#### TASK ITEM:
Needed from the data below: every line from the one with "Draw the outline of every instance of the shrub" up to and including the one with "Draw the outline of every instance of the mountain", repeated exactly and with nothing else.

Segment Start: DATASET EXCERPTS

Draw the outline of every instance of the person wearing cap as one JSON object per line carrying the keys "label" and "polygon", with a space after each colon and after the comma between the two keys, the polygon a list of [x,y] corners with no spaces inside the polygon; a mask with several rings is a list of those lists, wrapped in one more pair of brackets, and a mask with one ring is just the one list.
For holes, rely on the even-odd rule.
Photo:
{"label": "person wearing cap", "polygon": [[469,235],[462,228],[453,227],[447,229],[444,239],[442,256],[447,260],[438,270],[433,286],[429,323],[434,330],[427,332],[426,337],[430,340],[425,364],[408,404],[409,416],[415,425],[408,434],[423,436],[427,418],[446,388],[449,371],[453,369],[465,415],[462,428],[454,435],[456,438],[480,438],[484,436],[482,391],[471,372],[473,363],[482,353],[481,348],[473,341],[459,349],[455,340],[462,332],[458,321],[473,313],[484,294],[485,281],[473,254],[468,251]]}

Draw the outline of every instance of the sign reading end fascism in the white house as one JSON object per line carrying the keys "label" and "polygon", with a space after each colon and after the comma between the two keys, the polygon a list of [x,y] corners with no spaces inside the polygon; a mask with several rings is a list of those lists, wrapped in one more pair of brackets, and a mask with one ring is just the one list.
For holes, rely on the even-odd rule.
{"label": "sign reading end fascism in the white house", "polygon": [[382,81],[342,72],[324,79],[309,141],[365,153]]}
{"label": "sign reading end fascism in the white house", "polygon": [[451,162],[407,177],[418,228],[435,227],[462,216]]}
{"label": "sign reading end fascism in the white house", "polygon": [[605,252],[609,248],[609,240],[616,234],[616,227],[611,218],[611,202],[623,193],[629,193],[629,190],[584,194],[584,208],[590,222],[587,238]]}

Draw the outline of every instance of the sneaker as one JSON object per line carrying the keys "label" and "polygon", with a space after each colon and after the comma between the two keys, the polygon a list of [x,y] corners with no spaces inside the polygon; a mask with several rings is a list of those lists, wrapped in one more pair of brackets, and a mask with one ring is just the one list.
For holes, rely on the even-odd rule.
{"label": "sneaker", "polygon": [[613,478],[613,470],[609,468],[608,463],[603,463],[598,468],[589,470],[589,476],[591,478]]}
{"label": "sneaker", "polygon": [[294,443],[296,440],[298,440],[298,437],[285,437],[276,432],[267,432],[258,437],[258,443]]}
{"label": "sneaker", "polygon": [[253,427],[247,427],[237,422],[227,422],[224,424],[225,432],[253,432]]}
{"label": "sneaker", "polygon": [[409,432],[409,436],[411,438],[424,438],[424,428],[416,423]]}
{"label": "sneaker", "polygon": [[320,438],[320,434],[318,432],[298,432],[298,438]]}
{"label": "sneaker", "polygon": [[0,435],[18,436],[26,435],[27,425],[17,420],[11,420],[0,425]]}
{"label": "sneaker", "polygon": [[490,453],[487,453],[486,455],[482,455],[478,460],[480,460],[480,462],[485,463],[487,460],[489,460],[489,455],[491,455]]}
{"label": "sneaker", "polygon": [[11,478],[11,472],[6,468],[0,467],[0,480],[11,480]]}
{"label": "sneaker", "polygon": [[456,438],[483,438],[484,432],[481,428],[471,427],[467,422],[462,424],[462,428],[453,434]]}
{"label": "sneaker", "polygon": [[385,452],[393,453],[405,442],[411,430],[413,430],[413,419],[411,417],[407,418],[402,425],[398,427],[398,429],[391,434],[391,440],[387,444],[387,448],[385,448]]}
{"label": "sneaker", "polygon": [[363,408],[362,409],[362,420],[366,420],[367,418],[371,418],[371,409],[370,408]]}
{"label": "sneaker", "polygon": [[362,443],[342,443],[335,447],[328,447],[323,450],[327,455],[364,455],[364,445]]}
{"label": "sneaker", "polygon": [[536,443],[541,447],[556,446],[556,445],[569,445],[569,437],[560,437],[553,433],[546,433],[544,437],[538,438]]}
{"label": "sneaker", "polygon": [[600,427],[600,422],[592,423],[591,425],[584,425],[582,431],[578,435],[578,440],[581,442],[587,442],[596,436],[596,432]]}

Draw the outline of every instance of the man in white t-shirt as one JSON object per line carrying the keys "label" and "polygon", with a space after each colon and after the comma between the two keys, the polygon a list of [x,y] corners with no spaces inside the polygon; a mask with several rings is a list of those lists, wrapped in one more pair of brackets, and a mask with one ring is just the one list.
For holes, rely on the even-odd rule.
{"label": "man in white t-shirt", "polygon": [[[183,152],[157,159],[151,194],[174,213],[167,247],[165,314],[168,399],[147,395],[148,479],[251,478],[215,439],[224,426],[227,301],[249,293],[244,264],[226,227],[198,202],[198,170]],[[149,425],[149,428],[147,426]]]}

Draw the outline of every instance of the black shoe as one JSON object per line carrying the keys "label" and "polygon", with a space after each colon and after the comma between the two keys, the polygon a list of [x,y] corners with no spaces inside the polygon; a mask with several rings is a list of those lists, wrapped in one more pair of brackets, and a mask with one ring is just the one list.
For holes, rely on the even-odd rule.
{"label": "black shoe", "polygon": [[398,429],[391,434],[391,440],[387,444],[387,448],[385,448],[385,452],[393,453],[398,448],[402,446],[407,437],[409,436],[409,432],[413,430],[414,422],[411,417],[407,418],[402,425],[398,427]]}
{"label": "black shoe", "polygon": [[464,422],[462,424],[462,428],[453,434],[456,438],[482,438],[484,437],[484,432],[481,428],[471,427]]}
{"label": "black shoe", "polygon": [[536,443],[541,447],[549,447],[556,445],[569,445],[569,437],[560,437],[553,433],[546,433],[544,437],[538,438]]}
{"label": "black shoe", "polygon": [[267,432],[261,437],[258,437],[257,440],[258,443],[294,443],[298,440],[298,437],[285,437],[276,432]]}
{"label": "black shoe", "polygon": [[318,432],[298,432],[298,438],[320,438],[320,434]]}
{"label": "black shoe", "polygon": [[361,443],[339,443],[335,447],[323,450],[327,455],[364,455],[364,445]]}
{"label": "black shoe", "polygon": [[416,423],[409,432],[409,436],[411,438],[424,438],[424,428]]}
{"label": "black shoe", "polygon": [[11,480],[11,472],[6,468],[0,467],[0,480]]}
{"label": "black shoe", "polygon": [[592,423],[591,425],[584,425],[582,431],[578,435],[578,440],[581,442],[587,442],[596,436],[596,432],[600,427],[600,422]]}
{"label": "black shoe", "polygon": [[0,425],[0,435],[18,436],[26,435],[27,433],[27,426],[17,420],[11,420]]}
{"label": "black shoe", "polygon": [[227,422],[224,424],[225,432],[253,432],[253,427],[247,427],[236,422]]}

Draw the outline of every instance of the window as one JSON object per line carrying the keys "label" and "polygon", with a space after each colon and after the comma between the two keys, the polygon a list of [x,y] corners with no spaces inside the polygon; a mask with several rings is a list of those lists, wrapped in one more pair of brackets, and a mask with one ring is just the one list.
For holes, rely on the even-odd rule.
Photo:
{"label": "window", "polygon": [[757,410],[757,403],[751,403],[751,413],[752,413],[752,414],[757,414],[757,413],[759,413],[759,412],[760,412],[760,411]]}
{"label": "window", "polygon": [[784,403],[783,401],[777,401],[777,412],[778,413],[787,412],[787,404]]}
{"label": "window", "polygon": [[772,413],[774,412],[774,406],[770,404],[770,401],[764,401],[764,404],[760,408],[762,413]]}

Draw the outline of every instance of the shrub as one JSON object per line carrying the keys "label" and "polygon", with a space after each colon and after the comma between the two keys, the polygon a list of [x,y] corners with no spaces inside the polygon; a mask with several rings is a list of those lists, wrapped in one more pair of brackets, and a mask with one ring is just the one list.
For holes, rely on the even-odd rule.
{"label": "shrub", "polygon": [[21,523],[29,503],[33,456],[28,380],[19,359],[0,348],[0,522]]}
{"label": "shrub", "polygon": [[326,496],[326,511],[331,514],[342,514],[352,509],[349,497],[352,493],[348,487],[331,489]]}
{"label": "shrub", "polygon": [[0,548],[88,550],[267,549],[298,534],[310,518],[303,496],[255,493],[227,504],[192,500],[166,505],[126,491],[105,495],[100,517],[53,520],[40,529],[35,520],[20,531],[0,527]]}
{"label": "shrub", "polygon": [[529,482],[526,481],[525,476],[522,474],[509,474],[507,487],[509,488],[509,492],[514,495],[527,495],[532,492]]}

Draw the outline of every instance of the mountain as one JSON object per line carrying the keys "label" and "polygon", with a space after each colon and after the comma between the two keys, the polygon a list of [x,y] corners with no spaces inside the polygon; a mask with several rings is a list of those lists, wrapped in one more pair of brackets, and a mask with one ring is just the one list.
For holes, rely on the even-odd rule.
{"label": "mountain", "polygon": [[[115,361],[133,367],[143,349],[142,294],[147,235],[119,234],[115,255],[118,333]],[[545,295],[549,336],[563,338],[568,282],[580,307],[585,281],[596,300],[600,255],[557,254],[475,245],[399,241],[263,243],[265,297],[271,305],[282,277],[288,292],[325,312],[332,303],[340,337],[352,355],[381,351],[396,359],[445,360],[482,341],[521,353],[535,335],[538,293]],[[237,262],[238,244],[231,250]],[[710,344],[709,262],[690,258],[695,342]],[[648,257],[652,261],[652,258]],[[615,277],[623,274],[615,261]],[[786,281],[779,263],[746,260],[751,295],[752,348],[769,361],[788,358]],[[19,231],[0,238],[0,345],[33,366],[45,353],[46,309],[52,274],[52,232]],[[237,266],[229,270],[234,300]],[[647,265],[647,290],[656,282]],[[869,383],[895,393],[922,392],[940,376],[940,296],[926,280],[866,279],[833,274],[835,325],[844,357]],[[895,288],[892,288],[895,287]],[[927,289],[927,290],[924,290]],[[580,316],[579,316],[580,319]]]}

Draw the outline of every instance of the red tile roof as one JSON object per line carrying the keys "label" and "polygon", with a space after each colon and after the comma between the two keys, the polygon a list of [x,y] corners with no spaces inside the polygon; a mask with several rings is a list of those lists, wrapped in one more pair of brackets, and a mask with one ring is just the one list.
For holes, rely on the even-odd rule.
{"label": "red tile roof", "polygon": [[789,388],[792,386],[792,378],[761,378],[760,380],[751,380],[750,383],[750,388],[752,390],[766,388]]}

Segment End: DATASET EXCERPTS

#### TASK RESULT:
Draw the outline of every instance of the shrub as one JSON object per line carrying the keys "label" and "polygon", with a space after each colon and after the comma between the two keys, the polygon a list of [x,y] corners with no spaces inside the polygon; a mask with several rings is a list of those lists, wrapped in one more pair of brackets, and a mask with one ring is just the one list.
For holes, rely on the even-odd rule.
{"label": "shrub", "polygon": [[21,523],[29,503],[33,456],[28,380],[19,359],[0,348],[0,522]]}
{"label": "shrub", "polygon": [[326,496],[326,511],[331,514],[342,514],[352,509],[349,497],[352,493],[348,487],[331,489]]}
{"label": "shrub", "polygon": [[0,548],[88,550],[267,549],[298,534],[310,518],[303,496],[255,493],[227,504],[192,500],[166,505],[126,491],[105,495],[100,517],[53,520],[40,529],[35,520],[20,531],[0,527]]}
{"label": "shrub", "polygon": [[529,482],[526,481],[525,476],[522,474],[509,474],[507,487],[509,488],[509,492],[514,495],[527,495],[532,492]]}

Draw the outline of every instance of the mountain as one JSON object per line carrying the keys "label" and "polygon", with a space after each colon and after the comma between the two keys, the polygon a list of [x,y] corners with no spaces inside the polygon; a mask with several rings is a list of those lists, wrapped in one more pair of brackets, and a mask with one ring is just the one list.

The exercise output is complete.